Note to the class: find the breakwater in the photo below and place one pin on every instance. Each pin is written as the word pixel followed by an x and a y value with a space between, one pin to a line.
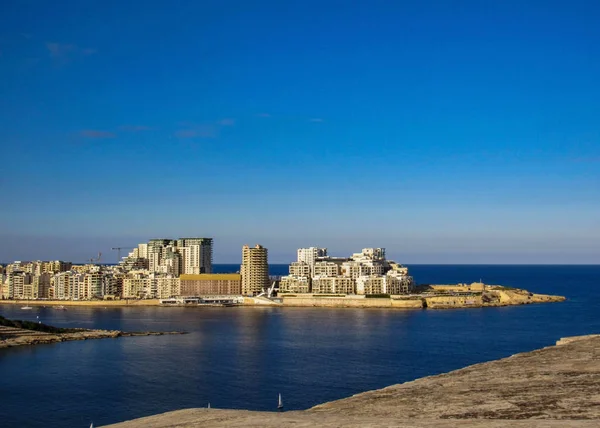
pixel 13 333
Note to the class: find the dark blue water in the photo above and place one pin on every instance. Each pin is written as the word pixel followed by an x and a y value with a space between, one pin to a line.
pixel 243 357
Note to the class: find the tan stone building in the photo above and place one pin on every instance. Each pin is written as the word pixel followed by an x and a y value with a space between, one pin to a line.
pixel 372 284
pixel 211 284
pixel 294 284
pixel 254 269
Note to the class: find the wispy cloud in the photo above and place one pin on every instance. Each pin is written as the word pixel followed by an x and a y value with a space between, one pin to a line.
pixel 226 122
pixel 64 52
pixel 135 128
pixel 93 133
pixel 202 131
pixel 583 159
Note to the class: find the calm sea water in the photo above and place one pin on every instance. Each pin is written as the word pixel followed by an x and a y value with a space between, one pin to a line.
pixel 243 357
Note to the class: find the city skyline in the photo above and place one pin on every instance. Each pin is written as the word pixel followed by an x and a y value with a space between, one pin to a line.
pixel 446 132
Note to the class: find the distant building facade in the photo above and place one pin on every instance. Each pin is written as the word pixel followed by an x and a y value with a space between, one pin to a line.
pixel 254 269
pixel 210 284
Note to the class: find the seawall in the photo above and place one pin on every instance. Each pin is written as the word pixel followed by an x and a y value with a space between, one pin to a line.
pixel 102 303
pixel 351 302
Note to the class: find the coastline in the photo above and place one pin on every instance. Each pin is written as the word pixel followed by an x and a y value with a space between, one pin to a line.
pixel 430 297
pixel 20 333
pixel 556 386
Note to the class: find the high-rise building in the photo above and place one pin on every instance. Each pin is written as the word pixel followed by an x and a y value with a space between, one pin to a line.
pixel 254 269
pixel 310 255
pixel 196 255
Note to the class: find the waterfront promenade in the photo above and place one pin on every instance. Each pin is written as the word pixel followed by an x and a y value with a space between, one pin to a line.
pixel 431 297
pixel 557 386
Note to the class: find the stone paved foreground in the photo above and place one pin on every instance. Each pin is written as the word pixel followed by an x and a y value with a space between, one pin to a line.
pixel 558 386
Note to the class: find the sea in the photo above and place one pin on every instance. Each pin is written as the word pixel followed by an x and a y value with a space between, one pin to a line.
pixel 243 357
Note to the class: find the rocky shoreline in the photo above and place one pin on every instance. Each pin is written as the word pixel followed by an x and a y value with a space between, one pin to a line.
pixel 12 336
pixel 557 386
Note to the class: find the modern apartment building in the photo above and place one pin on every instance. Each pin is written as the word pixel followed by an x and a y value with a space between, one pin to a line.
pixel 254 269
pixel 367 272
pixel 310 255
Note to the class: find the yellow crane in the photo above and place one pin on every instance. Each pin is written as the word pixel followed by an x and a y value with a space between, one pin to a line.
pixel 118 249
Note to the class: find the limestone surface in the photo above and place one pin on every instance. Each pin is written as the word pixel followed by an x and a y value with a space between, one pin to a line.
pixel 557 386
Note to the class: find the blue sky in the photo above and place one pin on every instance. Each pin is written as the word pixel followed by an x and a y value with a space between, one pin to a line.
pixel 445 131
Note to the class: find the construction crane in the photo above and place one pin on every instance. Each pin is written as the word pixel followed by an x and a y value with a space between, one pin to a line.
pixel 95 260
pixel 119 251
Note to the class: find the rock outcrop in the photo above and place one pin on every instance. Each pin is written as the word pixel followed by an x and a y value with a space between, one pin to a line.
pixel 10 336
pixel 557 386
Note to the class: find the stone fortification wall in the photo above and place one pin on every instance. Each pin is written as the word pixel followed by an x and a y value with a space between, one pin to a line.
pixel 453 301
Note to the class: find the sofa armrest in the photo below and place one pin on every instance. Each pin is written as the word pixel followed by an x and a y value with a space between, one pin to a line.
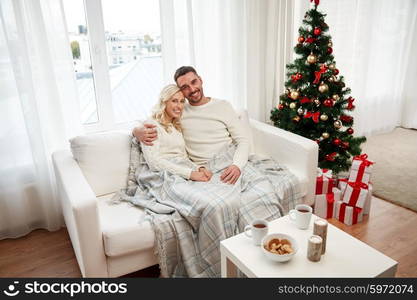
pixel 79 204
pixel 297 153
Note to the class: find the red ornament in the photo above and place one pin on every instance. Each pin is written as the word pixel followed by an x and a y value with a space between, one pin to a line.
pixel 336 142
pixel 331 156
pixel 317 31
pixel 328 102
pixel 346 119
pixel 345 145
pixel 310 40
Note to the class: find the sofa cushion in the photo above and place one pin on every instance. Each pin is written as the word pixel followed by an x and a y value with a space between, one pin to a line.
pixel 104 159
pixel 124 228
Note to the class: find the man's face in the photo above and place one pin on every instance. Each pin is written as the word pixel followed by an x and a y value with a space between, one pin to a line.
pixel 191 86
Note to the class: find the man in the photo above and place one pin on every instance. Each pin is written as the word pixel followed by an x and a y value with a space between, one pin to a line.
pixel 209 125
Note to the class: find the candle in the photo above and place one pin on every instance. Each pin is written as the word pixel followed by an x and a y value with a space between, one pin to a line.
pixel 320 229
pixel 314 248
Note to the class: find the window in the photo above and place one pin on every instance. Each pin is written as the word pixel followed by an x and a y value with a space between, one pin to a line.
pixel 125 68
pixel 80 48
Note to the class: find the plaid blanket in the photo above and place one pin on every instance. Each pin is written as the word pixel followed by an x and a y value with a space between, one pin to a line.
pixel 191 218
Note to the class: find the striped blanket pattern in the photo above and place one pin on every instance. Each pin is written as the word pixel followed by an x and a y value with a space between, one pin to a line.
pixel 190 218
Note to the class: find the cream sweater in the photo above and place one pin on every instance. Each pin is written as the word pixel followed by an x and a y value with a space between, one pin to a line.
pixel 210 127
pixel 168 145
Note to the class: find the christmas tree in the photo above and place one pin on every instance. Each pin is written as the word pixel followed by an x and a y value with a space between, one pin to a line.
pixel 316 103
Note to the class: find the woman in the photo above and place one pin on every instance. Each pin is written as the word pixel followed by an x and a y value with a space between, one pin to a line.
pixel 168 152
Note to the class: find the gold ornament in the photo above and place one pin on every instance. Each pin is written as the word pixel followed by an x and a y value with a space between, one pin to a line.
pixel 337 124
pixel 323 87
pixel 311 59
pixel 324 117
pixel 294 95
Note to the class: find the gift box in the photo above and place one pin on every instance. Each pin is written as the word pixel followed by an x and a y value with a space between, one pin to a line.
pixel 324 181
pixel 324 204
pixel 361 169
pixel 341 184
pixel 347 214
pixel 355 194
pixel 367 206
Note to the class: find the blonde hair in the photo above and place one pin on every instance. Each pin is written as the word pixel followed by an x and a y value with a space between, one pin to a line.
pixel 159 114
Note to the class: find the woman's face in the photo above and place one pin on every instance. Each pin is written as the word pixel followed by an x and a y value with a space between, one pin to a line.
pixel 175 106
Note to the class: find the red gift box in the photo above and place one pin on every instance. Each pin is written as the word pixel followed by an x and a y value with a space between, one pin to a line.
pixel 348 214
pixel 361 169
pixel 324 204
pixel 355 194
pixel 324 181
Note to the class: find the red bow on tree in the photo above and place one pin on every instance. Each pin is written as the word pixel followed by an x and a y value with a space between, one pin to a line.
pixel 331 156
pixel 350 103
pixel 318 73
pixel 314 116
pixel 305 100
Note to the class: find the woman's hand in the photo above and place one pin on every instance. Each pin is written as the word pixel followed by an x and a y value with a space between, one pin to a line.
pixel 145 134
pixel 199 176
pixel 205 171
• • • • • • •
(Work to complete):
Copy all of the records above word for word, leaving out the pictures.

(Expected answer):
Note to the class: find the breakwater in the photo below and place one pin on every instance. Each pin is written as the word pixel followed by an x and a y value with a space between, one pin to a line.
pixel 13 333
Note to the class: find the dark blue water in the photo above and place one pin on every instance. Each pin is written as the word pixel followed by an x and a y value with a space between, one pin to a line.
pixel 243 357
Note to the class: find the tan stone building in the photo above and place one pin on every instance. Each pin is written as the word pixel followed by an x and a y value with a space between, one pin to a line.
pixel 372 284
pixel 211 284
pixel 294 284
pixel 254 269
Note to the class: find the wispy cloud in the photo above and place one pin on every instance. Each pin is written as the word pixel followed by an x and a y value with a space between, one pin to a line.
pixel 226 122
pixel 64 52
pixel 135 128
pixel 93 133
pixel 202 131
pixel 583 159
Note to the class: find the calm sea water in the photo above and place one pin on every instance. Each pin is written as the word pixel followed by an x and a y value with a space between, one pin to a line.
pixel 243 357
Note to the class: find the city skyline in the photo above and place one pin on every instance. Each pin is written as the word pixel followed by an x and a y value with a space between, one pin to a line.
pixel 446 132
Note to the class: find the distant building facade in the photo above and place one pin on every instance. Each pin is written as the word pixel followed by an x and a y value with a space between, one pin to a line.
pixel 254 269
pixel 210 284
Note to the class: find the seawall in the photo above and place one pin on every instance. Each pin is written as the word pixel followed by an x and a y value with a space between, one pin to a line.
pixel 102 303
pixel 351 302
Note to the class: find the coastline in the photo above and place one pin on every instance. Each pin is written as the word pixel followed by an x and a y value with a space between, one pin to a line.
pixel 430 297
pixel 20 333
pixel 556 386
Note to the class: find the high-rise building in the photo above and place one pin on every instance. Each pin is written as the word pixel followed by an x and a y value with a space between, one pin to a line.
pixel 254 269
pixel 310 255
pixel 196 255
Note to the class: find the waterfront promenade in the photo above and place one pin on every instance. Each pin is written as the word pixel followed by an x and a y value with a space between, one pin to a line.
pixel 431 297
pixel 557 386
Note to the class: find the stone paved foreground in the photo above and place one pin on every instance. Each pin is written as the word pixel followed by an x and a y value with a space between, one pin to a line.
pixel 558 386
Note to the class: find the sea in the photo above and place one pin on every instance. Each pin is written as the word pixel followed by an x and a y value with a space between, one pin to a line.
pixel 243 357
Note to the class: find the rocky shoreline in the photo above and place one pin on every instance. Each pin is written as the word pixel followed by an x and a y value with a space between, one pin to a line.
pixel 12 336
pixel 557 386
Note to the class: find the modern apartment building in the photo above and place one pin on every instance. Each pin is written as the word pixel followed by an x and a y value with a space between, one pin to a line.
pixel 254 269
pixel 367 272
pixel 310 255
Note to the class: find the yellow crane in the photo above and place one pin on every instance. Each pin is written as the word pixel followed by an x and a y value with a space between, one pin to a line.
pixel 118 249
Note to the class: find the limestone surface in the photo above and place one pin on every instance. Each pin is written as the word pixel followed by an x and a y value with a space between, one pin to a line.
pixel 557 386
Note to the class: find the blue sky in the photo above and place one pin on every instance. Each pin is written as the word pixel followed by an x and a y value with a space between, one pin to a line.
pixel 445 131
Note to the class: find the construction crane in the photo above and place one pin on every instance. Each pin is written as the word pixel followed by an x and a y value with a space between, one pin to a line.
pixel 95 260
pixel 119 251
Note to the class: find the rock outcrop in the photo above and place one pin on every instance. Each pin is written as the word pixel followed by an x and a y value with a space between, one pin to a line.
pixel 10 336
pixel 557 386
Note to the class: find the stone fortification wall in the photo above and place one pin on every instance. Each pin is written as the word pixel followed by an x and a y value with a space between, one pin to a line.
pixel 453 301
Note to the class: find the sofa armrest in the photo below and place one pin on every instance. Each pin is written as the word pixel followed by an x and a y value with a space between, one pin to a line.
pixel 79 204
pixel 297 153
Note to the class: find the red ornament in the photo above and place one pin on every instance. Each pin is written as the word pixel followed by an x and a y value with a space between, one pin to a line.
pixel 336 142
pixel 331 156
pixel 317 31
pixel 328 102
pixel 346 119
pixel 345 145
pixel 310 40
Note to the class: find the sofa cushion in the photo above and place one pin on every instance. Each pin is written as the word pixel followed by an x and a y value with a space between, one pin to a line.
pixel 104 159
pixel 124 228
Note to the class: find the man's face in the photo above and place one pin on every instance. Each pin is written as the word pixel followed by an x and a y value with a space between, one pin to a line.
pixel 191 86
Note to the class: find the man in the photo above and place one pin on every instance. Each pin is written as the word pixel followed by an x and a y value with a space between, one pin to a line.
pixel 209 125
Note to the class: find the candle in the photo above and place one pin on every instance. Each pin is written as the word pixel followed by an x and a y value with a space between, one pin to a line.
pixel 320 229
pixel 314 248
Note to the class: find the window in the photo above and place one pin on every instance. Each pin is written as the word pixel followed by an x and a y value with a space between, one pin to a line.
pixel 125 68
pixel 80 48
Note to the class: find the plaid blanket in the photo above and place one pin on every instance. Each pin is written as the word pixel followed by an x and a y value with a space between, one pin to a line.
pixel 191 218
Note to the class: find the striped blanket pattern in the photo above and place one pin on every instance. Each pin is written as the word pixel followed by an x and a y value with a space between, one pin to a line.
pixel 190 218
Note to the class: find the cream sweater in the photo above and place one pin on every instance. Each pin is written as the word pixel followed by an x and a y value with a space between, one pin to a line.
pixel 210 127
pixel 168 145
Note to the class: find the christmas tree in the photo above and place one pin on every instance. Each pin is written as the word pixel followed by an x and a y value with a space between, one pin to a line.
pixel 316 103
Note to the class: find the woman in the photo above and place one pin on every instance. Each pin is written as the word pixel followed by an x and a y value with a space between, one pin to a line.
pixel 168 152
Note to the class: find the gold ornament in the photo above and place one pin on every instance. Each pin is written as the word pixel followed by an x and a y value with a space between, one pin to a line.
pixel 337 124
pixel 323 87
pixel 311 59
pixel 324 117
pixel 294 95
Note to the class: find the gift box in the photo above and place one pin on every instance. Each pin is written as the word pixel followed by an x and a y value with a space between, one pin to a line.
pixel 324 181
pixel 324 204
pixel 361 169
pixel 341 184
pixel 347 214
pixel 355 194
pixel 367 206
Note to the class: find the blonde hair in the photo above and place one pin on every instance. Each pin is written as the word pixel followed by an x and a y value with a space between, one pin to a line.
pixel 159 114
Note to the class: find the woman's face in the photo above and place one pin on every instance. Each pin is written as the word pixel followed by an x and a y value with a space between, one pin to a line.
pixel 175 106
Note to the class: find the red gift box in the photo above and place one pin on every instance. Each pin is written as the word pixel followed by an x and a y value with a space between, one pin to a line.
pixel 348 214
pixel 361 169
pixel 324 204
pixel 355 194
pixel 324 181
Note to the class: find the red bow on tree in the photo above and place one pin on every instance. Each pin is written as the word pixel followed by an x and a y value with a space between, one pin to a line.
pixel 331 156
pixel 350 103
pixel 318 73
pixel 314 116
pixel 305 100
Note to the class: find the woman's hand in the photo above and place one pin on every instance. Each pin is written as the word pixel followed by an x and a y value with a space between, one pin to a line.
pixel 145 134
pixel 199 176
pixel 205 171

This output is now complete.